start
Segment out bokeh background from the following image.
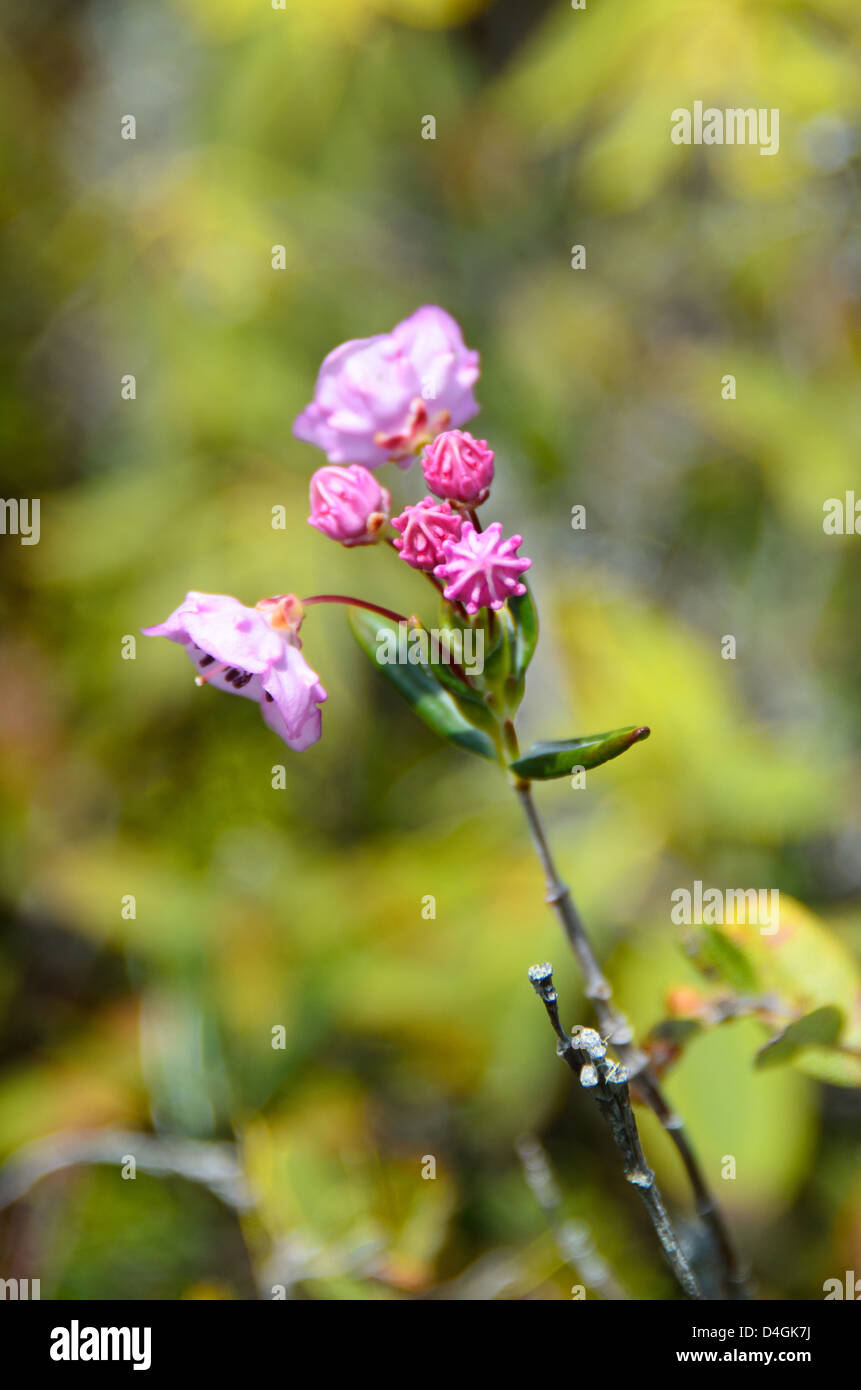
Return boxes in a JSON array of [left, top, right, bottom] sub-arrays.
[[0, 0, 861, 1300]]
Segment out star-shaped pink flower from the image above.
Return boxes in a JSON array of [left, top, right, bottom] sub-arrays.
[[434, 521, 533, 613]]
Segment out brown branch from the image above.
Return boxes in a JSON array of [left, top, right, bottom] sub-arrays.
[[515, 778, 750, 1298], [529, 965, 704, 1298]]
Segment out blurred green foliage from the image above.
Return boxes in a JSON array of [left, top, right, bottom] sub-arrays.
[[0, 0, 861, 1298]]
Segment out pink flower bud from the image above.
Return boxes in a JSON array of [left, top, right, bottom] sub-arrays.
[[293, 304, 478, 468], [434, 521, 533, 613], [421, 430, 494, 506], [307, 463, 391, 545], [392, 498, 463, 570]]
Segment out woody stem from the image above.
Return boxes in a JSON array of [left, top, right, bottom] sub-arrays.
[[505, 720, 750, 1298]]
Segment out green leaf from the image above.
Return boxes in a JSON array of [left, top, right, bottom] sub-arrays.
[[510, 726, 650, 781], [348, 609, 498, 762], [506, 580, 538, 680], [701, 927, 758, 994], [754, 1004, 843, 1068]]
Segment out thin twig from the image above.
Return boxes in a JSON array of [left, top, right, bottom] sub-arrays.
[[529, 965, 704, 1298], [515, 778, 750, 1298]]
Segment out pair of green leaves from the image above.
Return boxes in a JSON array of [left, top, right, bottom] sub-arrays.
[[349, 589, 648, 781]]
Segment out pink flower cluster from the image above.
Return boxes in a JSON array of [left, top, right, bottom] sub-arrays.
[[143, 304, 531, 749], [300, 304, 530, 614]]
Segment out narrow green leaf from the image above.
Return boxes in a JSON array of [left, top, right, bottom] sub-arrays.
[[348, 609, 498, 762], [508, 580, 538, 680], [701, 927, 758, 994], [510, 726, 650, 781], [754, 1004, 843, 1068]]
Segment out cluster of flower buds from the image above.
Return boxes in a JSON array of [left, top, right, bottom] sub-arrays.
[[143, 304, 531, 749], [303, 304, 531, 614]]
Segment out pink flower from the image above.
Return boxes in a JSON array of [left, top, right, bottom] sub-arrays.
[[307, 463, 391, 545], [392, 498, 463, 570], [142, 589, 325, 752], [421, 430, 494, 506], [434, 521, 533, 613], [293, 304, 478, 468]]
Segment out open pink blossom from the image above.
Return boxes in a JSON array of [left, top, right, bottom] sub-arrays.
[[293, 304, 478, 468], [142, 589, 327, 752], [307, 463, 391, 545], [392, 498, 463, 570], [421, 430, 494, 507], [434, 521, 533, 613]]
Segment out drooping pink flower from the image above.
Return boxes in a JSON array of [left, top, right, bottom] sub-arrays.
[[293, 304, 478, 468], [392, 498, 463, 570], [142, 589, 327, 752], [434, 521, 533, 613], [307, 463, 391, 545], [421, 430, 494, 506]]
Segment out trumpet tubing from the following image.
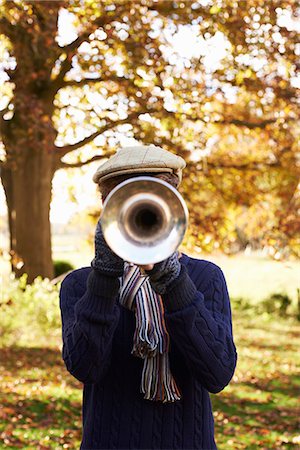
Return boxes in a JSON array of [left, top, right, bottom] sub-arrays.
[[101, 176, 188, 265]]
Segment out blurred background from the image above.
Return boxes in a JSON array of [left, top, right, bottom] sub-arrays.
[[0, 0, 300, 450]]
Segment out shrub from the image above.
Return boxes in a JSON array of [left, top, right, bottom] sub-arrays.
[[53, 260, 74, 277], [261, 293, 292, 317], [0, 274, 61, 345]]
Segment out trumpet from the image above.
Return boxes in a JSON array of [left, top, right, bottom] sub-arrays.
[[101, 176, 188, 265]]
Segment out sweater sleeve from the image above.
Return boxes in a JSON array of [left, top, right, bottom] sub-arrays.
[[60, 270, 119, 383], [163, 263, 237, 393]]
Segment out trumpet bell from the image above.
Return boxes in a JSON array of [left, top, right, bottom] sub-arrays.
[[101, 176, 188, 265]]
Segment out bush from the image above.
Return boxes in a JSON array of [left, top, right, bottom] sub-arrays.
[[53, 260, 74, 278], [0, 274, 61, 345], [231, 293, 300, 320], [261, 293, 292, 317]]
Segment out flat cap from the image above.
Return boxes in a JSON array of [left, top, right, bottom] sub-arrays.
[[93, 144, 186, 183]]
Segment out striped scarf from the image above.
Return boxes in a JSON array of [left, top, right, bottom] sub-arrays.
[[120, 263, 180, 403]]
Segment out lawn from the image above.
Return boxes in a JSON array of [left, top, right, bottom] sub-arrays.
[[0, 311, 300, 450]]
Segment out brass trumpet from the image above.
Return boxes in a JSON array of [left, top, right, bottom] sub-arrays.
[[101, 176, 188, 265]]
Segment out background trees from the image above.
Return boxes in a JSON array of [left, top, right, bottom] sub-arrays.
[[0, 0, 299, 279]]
end
start
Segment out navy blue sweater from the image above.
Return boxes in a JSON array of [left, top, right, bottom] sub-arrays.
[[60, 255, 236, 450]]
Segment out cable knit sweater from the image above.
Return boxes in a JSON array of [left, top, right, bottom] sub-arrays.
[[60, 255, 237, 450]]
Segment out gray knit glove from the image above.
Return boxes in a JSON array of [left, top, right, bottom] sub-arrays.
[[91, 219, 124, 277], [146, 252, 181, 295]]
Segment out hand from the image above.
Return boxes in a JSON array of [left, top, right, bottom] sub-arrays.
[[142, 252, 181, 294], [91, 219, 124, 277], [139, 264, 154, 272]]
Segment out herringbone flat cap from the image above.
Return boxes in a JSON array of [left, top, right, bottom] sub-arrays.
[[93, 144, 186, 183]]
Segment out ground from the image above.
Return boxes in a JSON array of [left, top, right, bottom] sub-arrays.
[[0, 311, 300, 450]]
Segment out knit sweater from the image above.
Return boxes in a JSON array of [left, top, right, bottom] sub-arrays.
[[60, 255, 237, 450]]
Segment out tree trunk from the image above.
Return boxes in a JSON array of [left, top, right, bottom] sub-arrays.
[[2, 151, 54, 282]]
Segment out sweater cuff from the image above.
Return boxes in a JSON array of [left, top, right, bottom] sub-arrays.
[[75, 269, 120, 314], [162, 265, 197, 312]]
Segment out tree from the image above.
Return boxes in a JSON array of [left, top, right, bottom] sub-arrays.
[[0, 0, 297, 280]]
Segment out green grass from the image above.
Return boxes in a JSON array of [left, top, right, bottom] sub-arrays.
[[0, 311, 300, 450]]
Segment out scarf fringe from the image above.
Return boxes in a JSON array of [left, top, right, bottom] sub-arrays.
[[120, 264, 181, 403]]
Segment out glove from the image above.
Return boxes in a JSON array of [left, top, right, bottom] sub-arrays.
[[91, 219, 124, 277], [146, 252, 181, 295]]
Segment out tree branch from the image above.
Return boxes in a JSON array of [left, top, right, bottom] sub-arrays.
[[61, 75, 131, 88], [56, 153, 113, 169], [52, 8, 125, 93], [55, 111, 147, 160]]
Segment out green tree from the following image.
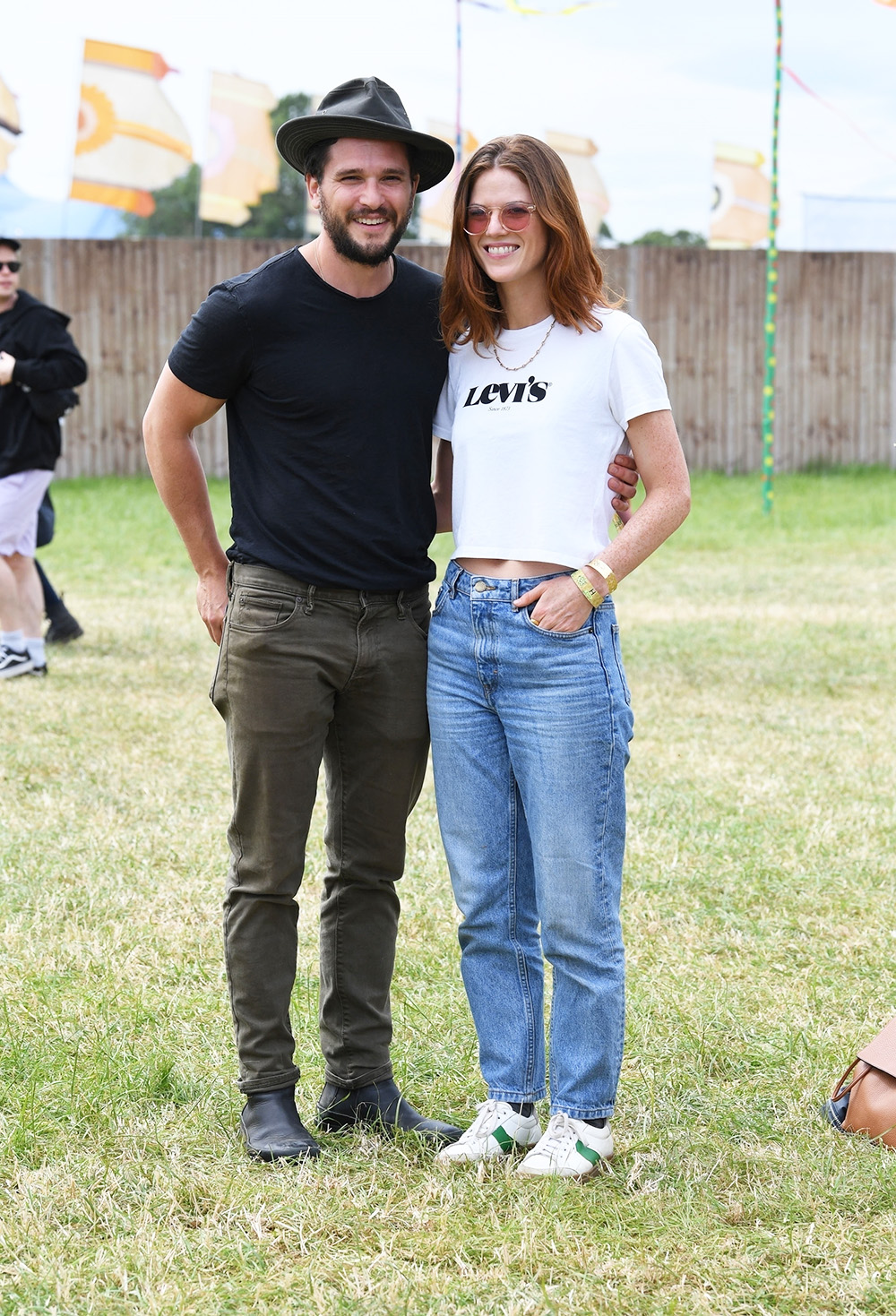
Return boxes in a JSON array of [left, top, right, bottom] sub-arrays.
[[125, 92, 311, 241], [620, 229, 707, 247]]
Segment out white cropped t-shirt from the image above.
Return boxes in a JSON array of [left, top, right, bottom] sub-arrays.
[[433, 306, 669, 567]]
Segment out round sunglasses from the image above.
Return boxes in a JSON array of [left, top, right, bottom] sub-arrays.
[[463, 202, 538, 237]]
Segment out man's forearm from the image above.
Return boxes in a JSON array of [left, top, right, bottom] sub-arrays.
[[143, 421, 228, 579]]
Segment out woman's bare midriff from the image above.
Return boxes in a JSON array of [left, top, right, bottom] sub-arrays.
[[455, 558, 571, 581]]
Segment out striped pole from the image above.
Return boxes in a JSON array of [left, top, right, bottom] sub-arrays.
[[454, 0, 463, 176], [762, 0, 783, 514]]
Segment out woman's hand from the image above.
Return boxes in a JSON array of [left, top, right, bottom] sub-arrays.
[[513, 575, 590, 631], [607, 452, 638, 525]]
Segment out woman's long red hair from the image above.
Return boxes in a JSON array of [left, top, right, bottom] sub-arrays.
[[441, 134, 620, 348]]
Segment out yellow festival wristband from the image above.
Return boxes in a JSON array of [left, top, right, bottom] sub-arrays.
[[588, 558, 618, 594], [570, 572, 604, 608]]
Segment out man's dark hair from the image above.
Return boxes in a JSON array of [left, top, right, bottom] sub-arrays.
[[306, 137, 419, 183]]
end
What you should do >> Put the lines above into a numbered list, from the line that contains "Segment out trumpet bell" up to and including the line that contains "293, 292, 317]]", and leave out any blank lines.

Exercise solution >>
1. Segment out trumpet bell from the image above.
2. Return boxes in a JSON array of [left, top, right, bottom] sub-arrays.
3. [[101, 176, 188, 265]]
4. Segment out bush from the image above.
5. Return boxes in a JSON array of [left, top, right, bottom] sub-arrays.
6. [[53, 260, 74, 278], [0, 274, 61, 345], [231, 293, 300, 320], [261, 293, 292, 317]]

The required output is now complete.